* _TASK STATEMENT_
Nothing in the records may be changed; reproduce all of them.

* _PROVIDED INFORMATION_
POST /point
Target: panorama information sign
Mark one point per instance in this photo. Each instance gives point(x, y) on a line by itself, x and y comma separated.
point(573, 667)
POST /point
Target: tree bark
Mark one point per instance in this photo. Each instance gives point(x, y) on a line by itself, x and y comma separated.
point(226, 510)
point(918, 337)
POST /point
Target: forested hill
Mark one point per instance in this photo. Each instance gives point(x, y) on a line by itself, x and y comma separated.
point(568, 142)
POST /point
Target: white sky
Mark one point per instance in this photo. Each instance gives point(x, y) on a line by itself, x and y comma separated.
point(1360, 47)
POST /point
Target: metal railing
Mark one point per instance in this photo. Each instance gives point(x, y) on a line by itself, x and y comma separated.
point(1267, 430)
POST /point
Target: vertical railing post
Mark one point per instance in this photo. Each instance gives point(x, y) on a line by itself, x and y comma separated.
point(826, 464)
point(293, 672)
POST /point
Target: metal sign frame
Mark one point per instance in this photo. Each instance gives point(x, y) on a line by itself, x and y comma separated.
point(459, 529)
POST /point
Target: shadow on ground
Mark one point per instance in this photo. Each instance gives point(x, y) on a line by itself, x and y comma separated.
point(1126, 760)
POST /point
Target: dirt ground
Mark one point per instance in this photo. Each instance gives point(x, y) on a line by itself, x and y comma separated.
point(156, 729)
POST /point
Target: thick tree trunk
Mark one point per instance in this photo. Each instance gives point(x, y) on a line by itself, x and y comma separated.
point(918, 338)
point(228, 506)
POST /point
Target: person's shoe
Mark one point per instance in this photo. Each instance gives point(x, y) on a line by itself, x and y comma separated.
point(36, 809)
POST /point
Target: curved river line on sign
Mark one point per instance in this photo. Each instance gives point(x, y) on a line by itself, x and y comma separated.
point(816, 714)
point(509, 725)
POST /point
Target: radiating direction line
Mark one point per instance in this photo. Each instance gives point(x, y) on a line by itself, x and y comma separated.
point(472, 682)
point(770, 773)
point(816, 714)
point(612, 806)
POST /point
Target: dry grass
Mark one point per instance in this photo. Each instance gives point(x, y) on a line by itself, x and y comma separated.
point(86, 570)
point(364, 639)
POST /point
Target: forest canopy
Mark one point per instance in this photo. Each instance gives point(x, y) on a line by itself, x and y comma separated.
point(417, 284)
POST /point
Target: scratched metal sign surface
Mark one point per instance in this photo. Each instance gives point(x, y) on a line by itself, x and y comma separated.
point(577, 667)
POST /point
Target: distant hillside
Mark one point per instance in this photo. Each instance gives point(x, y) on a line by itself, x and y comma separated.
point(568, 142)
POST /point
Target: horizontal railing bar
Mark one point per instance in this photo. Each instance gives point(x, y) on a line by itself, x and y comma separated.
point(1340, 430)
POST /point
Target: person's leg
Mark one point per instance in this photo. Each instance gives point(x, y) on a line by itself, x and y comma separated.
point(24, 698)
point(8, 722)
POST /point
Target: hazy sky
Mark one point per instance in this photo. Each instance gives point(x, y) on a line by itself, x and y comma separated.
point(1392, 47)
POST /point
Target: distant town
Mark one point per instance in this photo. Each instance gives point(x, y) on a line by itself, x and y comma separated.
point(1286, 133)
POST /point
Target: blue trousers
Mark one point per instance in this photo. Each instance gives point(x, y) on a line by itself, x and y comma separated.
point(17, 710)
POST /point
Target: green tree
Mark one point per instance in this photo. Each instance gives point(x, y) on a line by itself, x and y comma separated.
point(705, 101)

* _RESPONSE FOR THIS EXERCISE_
POST /point
Target: panorama information sign
Mark one point per instance in this photo. Each instance gives point(x, y) on a line by itself, x and y comma separated.
point(573, 667)
POST /point
Target: tree bark
Mark one point per instance in this photo. Each instance gives point(x, y) on a line by itself, x and y comma separated.
point(226, 510)
point(918, 337)
POST /point
Target: forested hill
Mark one point per instance in this photo. Each instance gives point(x, y) on a line by itself, x and y comma separated.
point(568, 142)
POST /point
Target: white sky
Mark one point per instance in this photo. Each instance gives point(x, y) on a line by itself, x and y comma separated.
point(1360, 47)
POST /point
Target: metal railing
Mark one point per instance in this photo. Each instance gives point(x, y) on a line by itself, x and y comma separated.
point(1267, 430)
POST /point
Target: vertical railing post
Mark one point per instance in this photo. Each instance gives point(x, y) on a line by itself, x and y comma separated.
point(826, 464)
point(293, 672)
POST /point
Target: metal sign frame
Mark one point per instance in this photo. Each instance gives point(x, y) on a line by itself, x and y comma separated.
point(459, 529)
POST /point
Target: shadow on ground
Mark one point per instance in this photo. Each instance gives point(x, y) on a line by itself, x and y comma separated.
point(1126, 760)
POST /point
Target: dirt ground
Mark one point per instance in this photo. Each instance gives point(x, y) on a line by itself, x and y comma separated.
point(156, 729)
POST /point
Target: thick tree trunk
Mark one point per instance in this photo. Each instance gives point(x, y) on a line by itself, x and y comma separated.
point(918, 338)
point(228, 506)
POST /point
Target: person's shoe
Mark one point per instance in this photo. Each instance gives point(x, y) on a line by itself, x and y comma separated.
point(36, 809)
POST /point
Target: curved river line on sign
Mark one point per instance in this photo. Each instance gives point(x, y) on a line by itself, x and y comma separated.
point(816, 714)
point(509, 725)
POST /point
Target: radiating direction line
Mark one point per instance in this photo. Each instance gives point(x, y) on a line by itself, x and y comma separated.
point(472, 682)
point(770, 773)
point(816, 714)
point(612, 806)
POST /point
Target: dry grass
Mark one point per instance in this photo. Each instance gives point(x, y) on a line by itself, x and y comma separated.
point(86, 570)
point(364, 639)
POST /point
Target: forest canopy
Mark one point per instance in this photo. Each instance gives point(x, y) on a line by itself, x and y comma separated.
point(417, 284)
POST /point
Target: scratched metal sign surface
Mark one point per instance in this photo. Each instance gives point(x, y) on a line by itself, x and y comma separated.
point(577, 667)
POST /point
Target: distant hillside
Mark one point per instance in this photo. Each instance gives point(x, y) on a line by itself, x and y comma separated.
point(568, 142)
POST /point
Target: horizontal railing bar
Mark one point per instance in this photo. Each instance gives point(x, y) on a line by itself, x and y comma separated.
point(1340, 430)
POST /point
Target: person's leg
Mark one point per instance in this photo. Each instance gives point(x, y) on a line by itself, x and y comma separated.
point(24, 698)
point(8, 722)
POST /point
Target: hazy sky
Mark one point per instance in this photo. Each instance gives point(x, y) on a line by itself, x and y comma separated.
point(1392, 47)
POST /point
Target: distant town
Mark one point per instance in this photo. Each instance gives point(x, y) on a line by itself, x and y comma separated.
point(1286, 133)
POST /point
Target: blue trousers
Mark one point per instance in this photo. Each instance gives point(x, y) on a line by itself, x and y comma separated.
point(17, 710)
POST /point
Target: green tree
Mark one point per instance in this photo. Each instance gives point(x, y) on a line by itself, x and y comma separated.
point(705, 101)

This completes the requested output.